-- START --

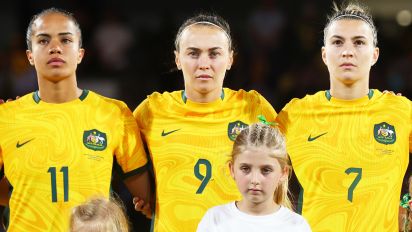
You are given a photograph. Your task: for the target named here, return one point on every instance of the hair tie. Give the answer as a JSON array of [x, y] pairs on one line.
[[263, 120]]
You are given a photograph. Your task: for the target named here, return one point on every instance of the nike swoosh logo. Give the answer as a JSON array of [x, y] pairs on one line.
[[18, 145], [310, 138], [169, 132]]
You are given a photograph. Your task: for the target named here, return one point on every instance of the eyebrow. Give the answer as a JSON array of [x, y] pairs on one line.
[[198, 49], [48, 35], [353, 38]]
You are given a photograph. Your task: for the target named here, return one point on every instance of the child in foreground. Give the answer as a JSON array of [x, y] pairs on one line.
[[99, 215], [260, 167]]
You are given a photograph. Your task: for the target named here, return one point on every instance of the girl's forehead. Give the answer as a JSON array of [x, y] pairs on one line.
[[349, 27], [257, 154], [203, 35]]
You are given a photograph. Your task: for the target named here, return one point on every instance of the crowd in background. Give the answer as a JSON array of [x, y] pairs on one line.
[[129, 49]]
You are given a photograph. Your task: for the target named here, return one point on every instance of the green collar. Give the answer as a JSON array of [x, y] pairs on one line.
[[83, 96], [184, 98], [329, 96]]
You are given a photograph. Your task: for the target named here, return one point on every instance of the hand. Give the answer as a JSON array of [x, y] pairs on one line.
[[391, 92], [2, 101], [140, 206]]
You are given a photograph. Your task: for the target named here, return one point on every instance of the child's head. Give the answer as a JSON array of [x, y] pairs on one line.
[[99, 215], [260, 165]]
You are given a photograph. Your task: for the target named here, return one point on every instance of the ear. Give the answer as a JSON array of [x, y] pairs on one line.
[[177, 60], [285, 174], [29, 55], [232, 170], [323, 51], [80, 56], [229, 65], [375, 55]]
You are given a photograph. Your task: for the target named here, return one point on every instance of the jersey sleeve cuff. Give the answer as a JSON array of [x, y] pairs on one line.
[[135, 171]]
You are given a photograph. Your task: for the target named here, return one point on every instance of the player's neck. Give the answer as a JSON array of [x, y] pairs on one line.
[[59, 92], [195, 96], [262, 208], [353, 91]]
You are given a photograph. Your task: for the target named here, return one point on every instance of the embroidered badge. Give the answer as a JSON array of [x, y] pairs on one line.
[[234, 129], [384, 133], [95, 140]]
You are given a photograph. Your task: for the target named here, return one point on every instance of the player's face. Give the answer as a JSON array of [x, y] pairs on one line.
[[204, 57], [257, 176], [349, 52], [55, 47]]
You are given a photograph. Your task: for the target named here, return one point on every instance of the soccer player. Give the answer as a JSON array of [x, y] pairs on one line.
[[349, 145], [190, 132], [58, 144]]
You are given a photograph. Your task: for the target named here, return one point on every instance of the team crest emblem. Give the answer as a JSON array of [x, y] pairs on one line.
[[234, 129], [384, 133], [95, 140]]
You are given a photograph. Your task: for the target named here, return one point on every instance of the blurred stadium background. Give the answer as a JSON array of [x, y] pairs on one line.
[[129, 46]]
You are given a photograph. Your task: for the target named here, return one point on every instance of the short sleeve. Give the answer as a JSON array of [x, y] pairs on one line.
[[130, 153], [206, 224], [410, 126], [267, 109], [283, 119]]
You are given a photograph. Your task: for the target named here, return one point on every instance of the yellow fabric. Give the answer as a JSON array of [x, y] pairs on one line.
[[196, 143], [332, 144], [42, 140]]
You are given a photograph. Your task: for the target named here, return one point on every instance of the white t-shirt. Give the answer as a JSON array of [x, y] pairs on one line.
[[226, 218]]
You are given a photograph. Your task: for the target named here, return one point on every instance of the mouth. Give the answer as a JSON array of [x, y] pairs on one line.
[[347, 65], [204, 77], [254, 191], [56, 61]]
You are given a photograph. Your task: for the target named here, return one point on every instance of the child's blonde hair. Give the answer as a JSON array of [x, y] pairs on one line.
[[99, 215], [259, 135]]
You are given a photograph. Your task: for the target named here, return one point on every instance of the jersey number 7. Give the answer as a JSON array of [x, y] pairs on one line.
[[355, 182]]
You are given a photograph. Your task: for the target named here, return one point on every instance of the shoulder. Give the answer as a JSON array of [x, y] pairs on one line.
[[293, 218], [158, 100], [297, 103], [100, 100], [243, 95], [390, 99], [17, 104]]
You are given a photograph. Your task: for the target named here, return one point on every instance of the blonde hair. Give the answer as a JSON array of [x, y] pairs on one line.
[[99, 215], [259, 135], [351, 10]]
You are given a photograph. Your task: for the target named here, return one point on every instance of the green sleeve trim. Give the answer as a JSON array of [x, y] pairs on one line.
[[134, 172]]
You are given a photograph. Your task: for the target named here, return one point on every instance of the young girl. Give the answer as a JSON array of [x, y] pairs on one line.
[[405, 215], [100, 215], [260, 167]]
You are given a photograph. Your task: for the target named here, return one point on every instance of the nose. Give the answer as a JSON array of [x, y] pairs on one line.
[[255, 178], [347, 52], [55, 48], [204, 62]]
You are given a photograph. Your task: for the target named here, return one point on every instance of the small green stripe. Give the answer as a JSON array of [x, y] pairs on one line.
[[184, 98], [36, 97], [327, 95], [300, 201], [84, 94], [370, 94], [153, 215], [134, 172]]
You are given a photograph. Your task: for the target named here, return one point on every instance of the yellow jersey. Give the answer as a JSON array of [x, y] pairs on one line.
[[56, 156], [190, 145], [350, 157]]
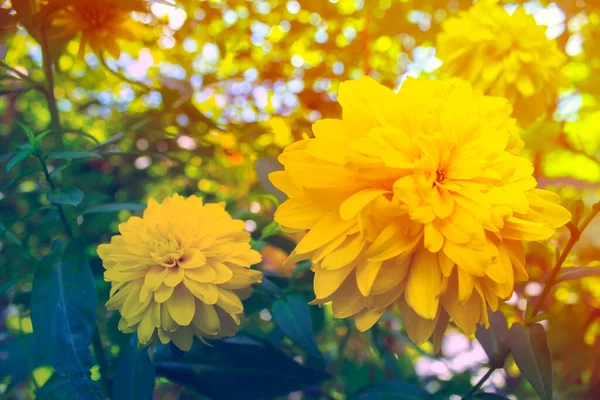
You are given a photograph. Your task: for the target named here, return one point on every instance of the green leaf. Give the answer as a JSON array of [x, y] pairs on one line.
[[18, 178], [532, 355], [57, 388], [18, 358], [134, 380], [70, 197], [292, 315], [271, 229], [269, 287], [71, 155], [241, 367], [28, 132], [489, 396], [19, 158], [570, 273], [113, 207], [494, 340], [391, 390], [63, 314], [42, 135]]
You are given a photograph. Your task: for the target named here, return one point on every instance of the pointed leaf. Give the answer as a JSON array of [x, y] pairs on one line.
[[18, 158], [63, 314], [391, 390], [241, 367], [18, 358], [70, 197], [134, 380], [494, 340], [532, 355], [292, 315]]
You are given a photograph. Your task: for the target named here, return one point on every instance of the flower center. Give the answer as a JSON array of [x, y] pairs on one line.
[[167, 251], [439, 176]]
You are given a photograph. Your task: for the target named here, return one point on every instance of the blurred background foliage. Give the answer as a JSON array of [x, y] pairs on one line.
[[202, 103]]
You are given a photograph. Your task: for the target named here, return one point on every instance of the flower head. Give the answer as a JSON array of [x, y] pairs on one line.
[[503, 55], [101, 23], [414, 199], [180, 271]]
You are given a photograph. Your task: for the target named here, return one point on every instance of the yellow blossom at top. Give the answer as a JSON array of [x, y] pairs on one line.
[[415, 199], [504, 55], [101, 23], [180, 271]]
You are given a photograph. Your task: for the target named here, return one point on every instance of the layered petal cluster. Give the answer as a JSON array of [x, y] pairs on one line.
[[415, 199], [180, 271], [503, 55], [101, 23]]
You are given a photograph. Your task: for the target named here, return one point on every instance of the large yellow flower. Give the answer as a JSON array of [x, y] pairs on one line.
[[503, 55], [101, 23], [414, 199], [179, 272]]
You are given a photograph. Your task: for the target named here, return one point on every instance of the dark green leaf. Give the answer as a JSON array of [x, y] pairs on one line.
[[28, 132], [494, 339], [570, 273], [134, 380], [391, 390], [63, 314], [532, 355], [42, 135], [57, 388], [270, 230], [70, 197], [71, 155], [18, 158], [241, 367], [113, 207], [489, 396], [18, 358], [18, 178], [268, 286], [292, 315]]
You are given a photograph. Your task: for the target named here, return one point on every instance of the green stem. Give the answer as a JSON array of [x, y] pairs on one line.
[[101, 357], [390, 361], [6, 233], [575, 234], [47, 60], [61, 210], [479, 384]]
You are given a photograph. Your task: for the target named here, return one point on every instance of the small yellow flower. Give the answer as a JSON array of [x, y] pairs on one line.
[[101, 23], [504, 55], [415, 199], [180, 271]]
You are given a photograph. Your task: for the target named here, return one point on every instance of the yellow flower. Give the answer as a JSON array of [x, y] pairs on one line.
[[180, 271], [102, 23], [504, 55], [413, 199]]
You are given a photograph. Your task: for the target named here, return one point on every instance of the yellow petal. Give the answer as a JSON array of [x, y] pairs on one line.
[[355, 203], [163, 293], [192, 258], [424, 284], [181, 306]]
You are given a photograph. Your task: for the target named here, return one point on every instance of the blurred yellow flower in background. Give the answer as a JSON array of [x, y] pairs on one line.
[[504, 55], [414, 199], [101, 23], [180, 271]]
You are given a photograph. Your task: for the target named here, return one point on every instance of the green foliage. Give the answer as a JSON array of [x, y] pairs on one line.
[[529, 347], [63, 315], [236, 367]]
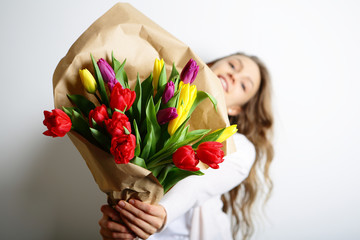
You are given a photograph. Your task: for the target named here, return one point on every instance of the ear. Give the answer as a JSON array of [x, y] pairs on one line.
[[234, 110]]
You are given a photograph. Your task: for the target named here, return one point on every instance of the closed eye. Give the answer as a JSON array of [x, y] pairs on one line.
[[231, 65], [243, 86]]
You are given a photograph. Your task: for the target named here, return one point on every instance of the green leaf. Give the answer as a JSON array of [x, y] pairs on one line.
[[178, 133], [115, 63], [174, 72], [69, 110], [148, 143], [152, 124], [103, 139], [174, 175], [119, 71], [199, 98], [137, 103], [100, 83], [176, 81], [196, 133], [162, 84], [95, 125], [212, 137], [165, 170], [139, 161], [157, 107], [147, 92], [174, 100], [138, 139], [82, 103], [170, 145], [162, 78], [81, 126], [126, 130]]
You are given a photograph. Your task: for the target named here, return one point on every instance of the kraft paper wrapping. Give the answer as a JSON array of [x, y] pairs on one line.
[[134, 37]]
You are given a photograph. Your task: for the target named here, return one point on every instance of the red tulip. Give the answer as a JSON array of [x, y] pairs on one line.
[[99, 114], [57, 122], [184, 158], [210, 153], [189, 72], [121, 98], [123, 147], [115, 125]]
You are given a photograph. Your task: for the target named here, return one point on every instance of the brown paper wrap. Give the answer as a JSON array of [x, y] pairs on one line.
[[134, 37]]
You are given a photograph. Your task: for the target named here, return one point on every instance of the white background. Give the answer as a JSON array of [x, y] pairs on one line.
[[311, 49]]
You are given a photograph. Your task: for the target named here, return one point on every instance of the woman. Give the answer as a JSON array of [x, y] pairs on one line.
[[196, 213]]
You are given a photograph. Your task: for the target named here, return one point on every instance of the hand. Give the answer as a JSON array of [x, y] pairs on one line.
[[110, 226], [142, 219]]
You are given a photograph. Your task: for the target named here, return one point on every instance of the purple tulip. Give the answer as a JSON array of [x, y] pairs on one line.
[[189, 72], [165, 115], [107, 73], [168, 92]]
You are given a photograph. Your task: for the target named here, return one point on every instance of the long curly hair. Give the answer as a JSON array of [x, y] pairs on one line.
[[255, 121]]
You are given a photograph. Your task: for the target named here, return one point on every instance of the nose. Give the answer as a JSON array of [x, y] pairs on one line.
[[234, 76]]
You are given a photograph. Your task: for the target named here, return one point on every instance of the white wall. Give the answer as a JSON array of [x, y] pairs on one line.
[[311, 48]]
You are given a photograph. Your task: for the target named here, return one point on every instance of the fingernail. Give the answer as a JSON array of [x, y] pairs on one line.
[[122, 204]]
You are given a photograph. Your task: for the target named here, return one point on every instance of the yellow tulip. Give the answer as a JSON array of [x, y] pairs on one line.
[[187, 97], [88, 80], [158, 65], [228, 132]]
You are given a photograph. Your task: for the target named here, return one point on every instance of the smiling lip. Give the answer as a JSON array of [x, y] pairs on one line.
[[224, 83]]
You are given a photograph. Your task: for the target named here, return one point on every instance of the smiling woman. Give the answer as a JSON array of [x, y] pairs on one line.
[[244, 174]]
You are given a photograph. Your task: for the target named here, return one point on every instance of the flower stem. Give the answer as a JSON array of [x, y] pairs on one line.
[[159, 163], [97, 97]]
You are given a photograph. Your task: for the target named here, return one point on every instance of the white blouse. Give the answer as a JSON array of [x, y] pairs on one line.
[[194, 206]]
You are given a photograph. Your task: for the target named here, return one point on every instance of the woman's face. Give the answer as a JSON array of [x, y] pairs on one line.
[[240, 78]]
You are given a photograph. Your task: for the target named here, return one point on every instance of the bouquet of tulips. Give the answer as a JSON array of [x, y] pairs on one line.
[[147, 126]]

-- END --

Task to complete
Reproduce unchanged the lines of the listing above, starting with the line that contains "of the crowd" and continuing through the line that contains "[[129, 49]]", with both of those lines included.

Answer in full
You are given a photograph. Your task: for the target named here, return one point on every instance of the crowd in background. Give the answer as a JSON array of [x, y] pairs on one line.
[[129, 49]]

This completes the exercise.